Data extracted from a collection
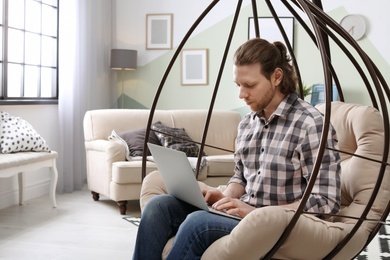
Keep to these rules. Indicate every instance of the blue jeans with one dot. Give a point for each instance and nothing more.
(165, 216)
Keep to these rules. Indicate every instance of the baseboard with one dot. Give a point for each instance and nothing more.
(31, 191)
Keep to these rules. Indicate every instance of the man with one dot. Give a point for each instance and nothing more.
(277, 145)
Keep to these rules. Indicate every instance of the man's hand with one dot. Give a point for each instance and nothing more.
(233, 206)
(220, 202)
(212, 196)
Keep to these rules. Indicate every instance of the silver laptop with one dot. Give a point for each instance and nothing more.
(179, 178)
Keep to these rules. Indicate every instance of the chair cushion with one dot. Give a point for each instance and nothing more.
(360, 131)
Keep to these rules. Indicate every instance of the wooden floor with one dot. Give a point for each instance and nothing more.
(79, 228)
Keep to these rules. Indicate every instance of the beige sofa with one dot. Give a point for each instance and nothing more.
(360, 131)
(111, 175)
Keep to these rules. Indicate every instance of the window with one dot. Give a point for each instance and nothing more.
(28, 51)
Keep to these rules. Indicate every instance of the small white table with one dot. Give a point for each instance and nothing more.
(19, 163)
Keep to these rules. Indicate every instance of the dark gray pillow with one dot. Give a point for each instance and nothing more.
(175, 138)
(135, 140)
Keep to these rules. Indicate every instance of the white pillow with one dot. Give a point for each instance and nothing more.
(17, 135)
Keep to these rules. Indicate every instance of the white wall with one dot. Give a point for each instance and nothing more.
(130, 33)
(141, 84)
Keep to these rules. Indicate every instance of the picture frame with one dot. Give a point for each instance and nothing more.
(269, 30)
(194, 67)
(159, 31)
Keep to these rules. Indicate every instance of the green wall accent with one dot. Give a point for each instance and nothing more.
(141, 84)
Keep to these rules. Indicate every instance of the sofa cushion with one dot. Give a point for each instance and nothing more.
(135, 140)
(175, 138)
(17, 135)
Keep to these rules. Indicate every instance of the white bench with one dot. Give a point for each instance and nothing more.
(18, 163)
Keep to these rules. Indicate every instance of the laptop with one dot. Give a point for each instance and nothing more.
(179, 178)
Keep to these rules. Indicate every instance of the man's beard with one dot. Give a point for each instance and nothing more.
(265, 101)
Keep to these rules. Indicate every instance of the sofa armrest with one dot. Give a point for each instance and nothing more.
(114, 150)
(100, 155)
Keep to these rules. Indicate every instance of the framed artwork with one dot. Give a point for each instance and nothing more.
(269, 30)
(159, 31)
(194, 67)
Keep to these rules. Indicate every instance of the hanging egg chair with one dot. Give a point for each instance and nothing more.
(323, 32)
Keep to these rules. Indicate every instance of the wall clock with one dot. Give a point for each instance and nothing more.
(354, 25)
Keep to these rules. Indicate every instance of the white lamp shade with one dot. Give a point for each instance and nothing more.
(123, 59)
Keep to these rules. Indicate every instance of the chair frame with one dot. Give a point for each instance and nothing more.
(324, 29)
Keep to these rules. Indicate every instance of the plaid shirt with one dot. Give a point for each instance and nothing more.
(274, 159)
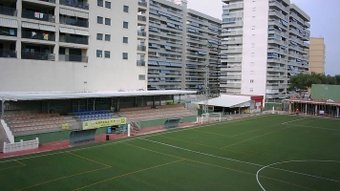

* **Problem description**
Please set the records down again exactly as written. The pictures should not be included.

* **Solution to this exercise**
Keep to these rules. Indicate every instance of the blue jeans with one dot. Give a point for each instance and nothing more.
(165, 216)
Keep to these rules. Indicate every instance of the baseboard with one dot. Give a point for each instance and nothing more.
(31, 191)
Keep to these rules. Indicate every instance of the man with one dot. Give a point for each instance and nothing more.
(277, 145)
Keep to these rules. Indicate every instance of the man's hand with one dot. Give a point for each instance and nothing more.
(233, 206)
(220, 202)
(212, 196)
Keep to these rules. Indicate every instance of the silver laptop with one dot. Give a point for each instance and nothing more.
(179, 178)
Keep to these rules. Indicate every instance of the chair cushion with one dot. Give a point for each instance and nothing more.
(360, 131)
Keep to these rules. Indicate every instance of the wooden floor with one dot. Give a point for each instance and nothing more.
(79, 228)
Keep to these rules. Indicate every instance of the beige sofa with one dot. Give a point for each instance and nothing more.
(360, 131)
(111, 175)
Keep to these rules. Indicate every instance of the window with one dot. Give a point for each instance and nothing more.
(28, 51)
Keep to these rules. Indicate every instance of the small white table with one dot. Give a point for each instance and nothing more.
(19, 163)
Keep to these rules. Indicate every instance of the dark gray pillow with one dot. Give a point for each instance and nothing more.
(175, 138)
(135, 140)
Keep to these rules. Indicate every instance of the white pillow with one dot. Give a point for each instance and nothing more.
(17, 135)
Keep to these rules. Indicate every instance of the white wall with one dot. Give a point for each instance and nothing more.
(130, 33)
(141, 84)
Keep to these rules. Indicate every instance of the picture frame with one dot. Give a point for each instance and nothing more.
(269, 30)
(194, 67)
(159, 31)
Keep to these rules. Indicate every instance of the green wall accent with one dot. Give a point for each instance and nothing more.
(141, 84)
Keep to these rules. Indicate every instance of the sofa cushion with one dot. Give a point for each instance and nothing more.
(135, 140)
(175, 138)
(17, 135)
Keep to these rules. Indicate every instance of the white bench with one dot. Give a point for each instance and nothing more.
(18, 163)
Keep to these rules. Indicate every instance of the laptop with one dot. Give a point for each instance and nothing more.
(179, 178)
Keep to these rules. Indicate every instance of the man's beard with one dot. Give a point for each instance and nothing more.
(265, 101)
Keep to these rules. Indicate every instance of the sofa armrest with one dot. Give a point for each instance and nothing more.
(114, 150)
(100, 155)
Keep to these rules. Indicate every instance of the framed artwork with one dot. Give a point for each instance and nothing more.
(269, 30)
(159, 31)
(194, 67)
Keep to these rules. Indicate every instance of the hanging egg chair with one dot. Give a point for each instance and nothing more.
(323, 32)
Keep to these rules. Indicate every instance of the wall clock with one dot. Give a point for each instance and nothing more.
(354, 25)
Keep to these rules. Indicate every instance of the white lamp shade with one dot. Give a point for each instance and nothing more.
(123, 59)
Keep to these rules. Indicate every instance of the chair frame with one dot. Give a point for each instance and nothing more.
(324, 29)
Keep to these rules. Indicate every instance of the plaid shirt with one dot. Give a point for each instance and nothing more.
(274, 159)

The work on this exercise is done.